Image-grounded pointing data
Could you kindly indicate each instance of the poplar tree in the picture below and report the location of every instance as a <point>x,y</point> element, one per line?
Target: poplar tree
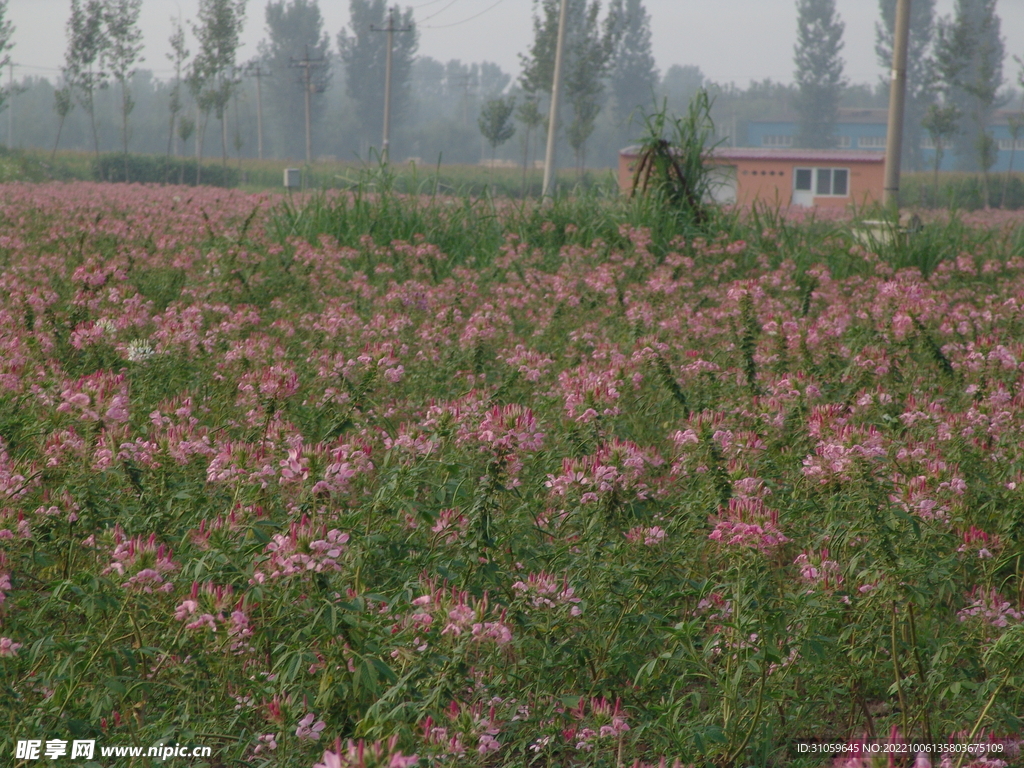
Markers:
<point>364,54</point>
<point>496,123</point>
<point>819,72</point>
<point>589,48</point>
<point>633,77</point>
<point>214,75</point>
<point>294,29</point>
<point>124,40</point>
<point>83,72</point>
<point>921,81</point>
<point>969,55</point>
<point>178,55</point>
<point>6,33</point>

> _WHAT TO PRODUCE_: The records above are to be copied exactly, with no pictures carried over.

> _EXERCISE RESULT_:
Could you kindly indicate each instance of the poplar tree in the picture below and report the location of every instance as a <point>x,y</point> element, one per line?
Target: poplar tree
Markers:
<point>364,54</point>
<point>496,123</point>
<point>819,72</point>
<point>589,48</point>
<point>633,77</point>
<point>214,75</point>
<point>294,29</point>
<point>124,40</point>
<point>83,72</point>
<point>921,81</point>
<point>969,55</point>
<point>178,55</point>
<point>6,33</point>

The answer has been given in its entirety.